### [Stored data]
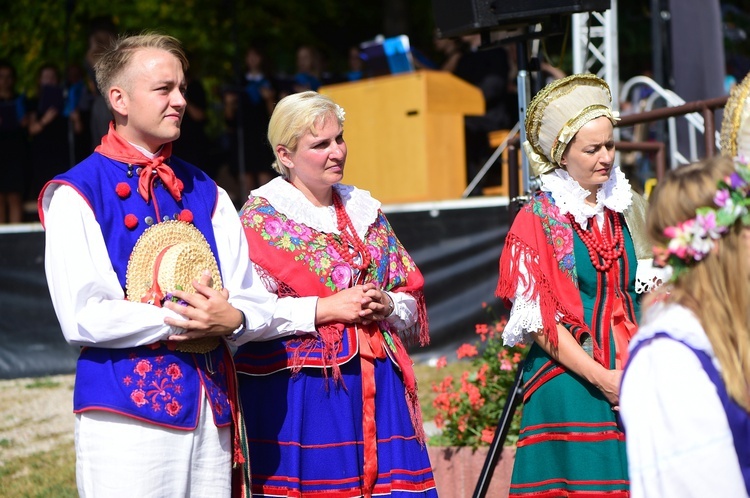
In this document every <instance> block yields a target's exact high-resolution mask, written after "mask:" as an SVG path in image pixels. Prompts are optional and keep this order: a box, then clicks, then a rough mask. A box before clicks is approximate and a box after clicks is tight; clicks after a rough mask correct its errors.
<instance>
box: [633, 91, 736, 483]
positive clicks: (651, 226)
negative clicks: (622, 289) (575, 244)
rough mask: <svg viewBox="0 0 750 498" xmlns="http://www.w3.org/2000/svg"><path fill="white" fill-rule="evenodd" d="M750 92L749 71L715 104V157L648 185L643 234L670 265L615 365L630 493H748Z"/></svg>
mask: <svg viewBox="0 0 750 498" xmlns="http://www.w3.org/2000/svg"><path fill="white" fill-rule="evenodd" d="M748 95H750V77H748V78H745V80H744V81H743V83H742V84H741V85H738V87H737V88H736V91H733V92H732V95H731V96H730V99H729V101H728V102H727V106H726V108H725V110H724V121H723V123H722V130H721V134H722V137H721V138H722V140H721V142H722V154H723V155H724V157H720V158H714V159H707V160H704V161H702V162H698V163H695V164H691V165H688V166H682V167H680V168H678V169H676V170H672V171H670V172H669V173H668V174H667V175H666V176H665V178H663V179H662V180H661V181H660V182H659V184H658V185H657V187H656V189H655V190H654V192H653V194H652V198H651V207H650V210H649V215H648V221H647V224H646V226H647V230H648V235H649V236H650V238H651V240H652V241H653V243H654V244H655V247H654V257H655V262H656V263H657V264H661V265H665V266H666V267H667V268H670V269H671V272H672V276H671V278H670V281H669V282H668V284H667V285H664V286H663V287H662V288H660V289H659V290H658V291H657V292H654V293H653V295H652V296H649V297H650V299H649V302H651V303H653V304H651V305H649V306H648V309H647V310H646V311H645V312H644V316H643V322H642V325H641V328H640V330H639V331H638V333H637V334H636V336H635V337H634V338H633V340H632V342H631V345H630V347H631V351H630V360H629V361H628V365H627V367H626V370H625V375H624V376H623V382H622V390H621V400H622V418H623V422H624V424H625V428H626V430H627V434H628V440H627V451H628V459H629V466H630V476H631V480H632V492H633V496H639V497H680V498H683V497H703V496H732V497H735V496H750V287H749V286H748V278H749V277H750V212H749V211H748V207H749V206H750V198H748V195H749V194H750V166H749V165H748V157H747V156H745V154H746V153H747V151H748V150H750V148H748V145H749V143H748V138H750V133H748V131H749V128H748V127H750V112H748V111H750V109H748V108H749V107H750V97H748ZM735 154H738V156H737V157H736V158H735ZM733 158H734V159H733Z"/></svg>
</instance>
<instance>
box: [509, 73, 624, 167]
mask: <svg viewBox="0 0 750 498" xmlns="http://www.w3.org/2000/svg"><path fill="white" fill-rule="evenodd" d="M602 116H605V117H607V118H608V119H609V120H610V121H611V122H612V124H613V125H614V124H615V123H616V122H617V120H618V117H617V115H616V113H614V112H612V93H611V92H610V89H609V85H607V82H606V81H604V80H603V79H601V78H599V77H598V76H596V75H593V74H574V75H571V76H567V77H565V78H562V79H559V80H555V81H553V82H552V83H550V84H548V85H547V86H545V87H544V88H542V89H541V91H539V93H537V94H536V95H535V96H534V98H533V99H532V100H531V103H530V104H529V107H528V108H527V111H526V123H525V124H526V138H527V140H526V142H524V144H523V147H524V150H525V151H526V155H527V157H528V158H529V163H530V164H531V166H532V167H533V168H534V172H535V174H536V175H541V174H544V173H549V172H550V171H552V170H554V169H555V168H559V167H560V160H561V159H562V155H563V154H564V153H565V149H566V148H567V146H568V144H569V143H570V141H571V140H572V139H573V137H574V136H575V135H576V133H578V130H580V129H581V127H582V126H583V125H585V124H586V123H588V122H589V121H591V120H593V119H596V118H599V117H602Z"/></svg>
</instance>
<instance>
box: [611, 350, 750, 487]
mask: <svg viewBox="0 0 750 498" xmlns="http://www.w3.org/2000/svg"><path fill="white" fill-rule="evenodd" d="M620 414H621V415H622V419H623V422H624V424H625V434H626V441H627V454H628V464H629V470H630V486H631V494H632V496H633V497H634V498H638V497H654V498H656V497H659V498H671V497H674V498H689V497H696V498H697V497H705V496H747V492H746V490H745V485H744V480H743V478H742V473H741V471H740V466H739V463H738V461H737V453H736V451H735V449H734V445H733V439H732V433H731V431H730V429H729V424H728V422H727V418H726V414H725V412H724V409H723V406H722V404H721V401H720V399H719V396H718V394H717V393H716V387H715V386H714V384H713V383H712V382H711V380H710V379H709V378H708V375H706V373H705V371H704V370H703V368H702V366H701V363H700V361H699V360H698V358H697V357H696V355H695V354H694V353H693V352H692V351H690V350H689V349H688V348H687V347H686V346H684V345H683V344H681V343H679V342H677V341H672V340H669V339H654V340H653V341H652V342H651V343H649V344H647V345H645V346H643V347H642V349H641V350H640V351H639V352H638V353H637V354H636V355H635V356H634V357H633V359H632V362H631V363H630V364H629V365H628V368H627V370H626V373H625V376H624V377H623V381H622V387H621V391H620Z"/></svg>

### [What is needed]
From the first line to the last, set down the records word for word and drop the images.

### [Exercise response]
In this document every <instance> block yields a target's exact high-resolution mask, written after "mask:" as an SVG path in image pixels. Prompts are optional and keep this order: a box, then clicks, then a rough mask. A box before clicks is approximate and a box after clicks is tight; clicks after a rough mask correct its errors.
<instance>
box: [633, 91, 736, 483]
positive clicks: (651, 226)
negative clicks: (622, 289) (575, 244)
rough mask: <svg viewBox="0 0 750 498" xmlns="http://www.w3.org/2000/svg"><path fill="white" fill-rule="evenodd" d="M750 92L749 71L715 104V157L648 185L643 234L670 265L615 365L630 493H748Z"/></svg>
mask: <svg viewBox="0 0 750 498" xmlns="http://www.w3.org/2000/svg"><path fill="white" fill-rule="evenodd" d="M748 95H750V77H748V78H745V80H744V81H743V83H742V84H741V85H738V87H737V88H736V91H733V92H732V95H731V96H730V99H729V101H728V102H727V106H726V108H725V110H724V121H723V123H722V130H721V134H722V137H721V138H722V140H721V142H722V154H723V155H724V157H720V158H714V159H707V160H704V161H702V162H698V163H695V164H691V165H688V166H682V167H680V168H678V169H676V170H672V171H670V172H669V173H668V174H667V175H666V176H665V178H663V179H662V180H661V181H660V182H659V184H658V185H657V187H656V189H655V190H654V192H653V194H652V198H651V207H650V210H649V215H648V221H647V224H646V226H647V230H648V235H649V236H650V238H651V240H652V241H653V243H654V244H655V247H654V257H655V262H656V263H657V264H661V265H665V266H666V267H667V268H670V269H671V272H672V276H671V278H670V281H669V282H668V284H667V285H664V286H663V287H662V288H660V289H659V290H658V291H657V292H654V293H653V295H652V296H649V297H650V299H649V302H651V303H653V304H651V305H649V306H648V309H647V310H646V311H645V312H644V316H643V322H642V325H641V328H640V330H639V331H638V333H637V334H636V336H635V337H634V338H633V340H632V342H631V345H630V347H631V351H630V360H629V361H628V365H627V367H626V370H625V375H624V376H623V382H622V390H621V400H622V418H623V422H624V424H625V428H626V430H627V434H628V440H627V451H628V459H629V466H630V476H631V480H632V492H633V496H639V497H680V498H683V497H703V496H732V497H735V496H750V287H749V286H748V278H749V277H750V212H749V211H748V207H749V206H750V198H748V195H749V194H750V166H749V165H748V157H747V156H745V154H746V153H747V151H748V150H750V148H748V145H749V143H748V138H750V133H748V131H749V128H748V127H750V112H748V111H750V109H748V108H749V107H750V97H748ZM735 154H738V156H737V157H736V158H735ZM733 158H734V159H733Z"/></svg>
</instance>
<instance>
box: [509, 73, 624, 167]
mask: <svg viewBox="0 0 750 498" xmlns="http://www.w3.org/2000/svg"><path fill="white" fill-rule="evenodd" d="M602 116H605V117H607V118H608V119H609V120H610V121H611V122H612V124H613V125H614V124H615V123H616V122H617V120H618V117H617V115H616V113H614V112H612V93H611V92H610V89H609V85H607V82H606V81H604V80H603V79H601V78H599V77H598V76H596V75H593V74H574V75H571V76H567V77H565V78H562V79H559V80H555V81H553V82H552V83H550V84H548V85H547V86H545V87H544V88H542V89H541V91H539V93H537V94H536V95H535V96H534V98H533V99H532V100H531V103H530V104H529V107H528V108H527V111H526V123H525V124H526V138H527V140H526V142H524V144H523V147H524V150H525V151H526V155H527V157H528V158H529V163H530V164H531V166H532V167H533V168H534V172H535V174H536V175H541V174H544V173H549V172H550V171H552V170H554V169H555V168H559V167H560V160H561V159H562V155H563V154H564V153H565V149H566V148H567V146H568V144H569V143H570V141H571V140H572V139H573V137H574V136H575V135H576V133H578V130H580V129H581V127H582V126H583V125H585V124H586V123H588V122H589V121H591V120H593V119H596V118H599V117H602Z"/></svg>
</instance>
<instance>
box: [611, 350, 750, 487]
mask: <svg viewBox="0 0 750 498" xmlns="http://www.w3.org/2000/svg"><path fill="white" fill-rule="evenodd" d="M620 414H621V415H622V419H623V422H624V424H625V434H626V441H627V454H628V464H629V470H630V486H631V494H632V496H633V497H634V498H638V497H654V498H656V497H659V498H671V497H674V498H689V497H696V498H697V497H705V496H747V492H746V490H745V485H744V480H743V478H742V473H741V471H740V466H739V463H738V461H737V453H736V451H735V449H734V445H733V439H732V433H731V431H730V429H729V424H728V422H727V418H726V414H725V412H724V409H723V406H722V404H721V401H720V399H719V396H718V394H717V393H716V387H715V386H714V384H713V383H712V382H711V380H710V379H709V378H708V375H706V373H705V371H704V370H703V368H702V366H701V363H700V361H699V360H698V358H697V357H696V355H695V354H694V353H693V352H692V351H690V350H689V349H688V348H687V347H686V346H684V345H683V344H681V343H679V342H677V341H672V340H669V339H654V340H653V341H652V342H651V343H649V344H647V345H645V346H643V347H642V349H641V350H640V351H639V352H638V353H637V354H636V355H635V356H634V357H633V359H632V362H631V363H630V364H629V365H628V368H627V370H626V373H625V376H624V377H623V381H622V387H621V391H620Z"/></svg>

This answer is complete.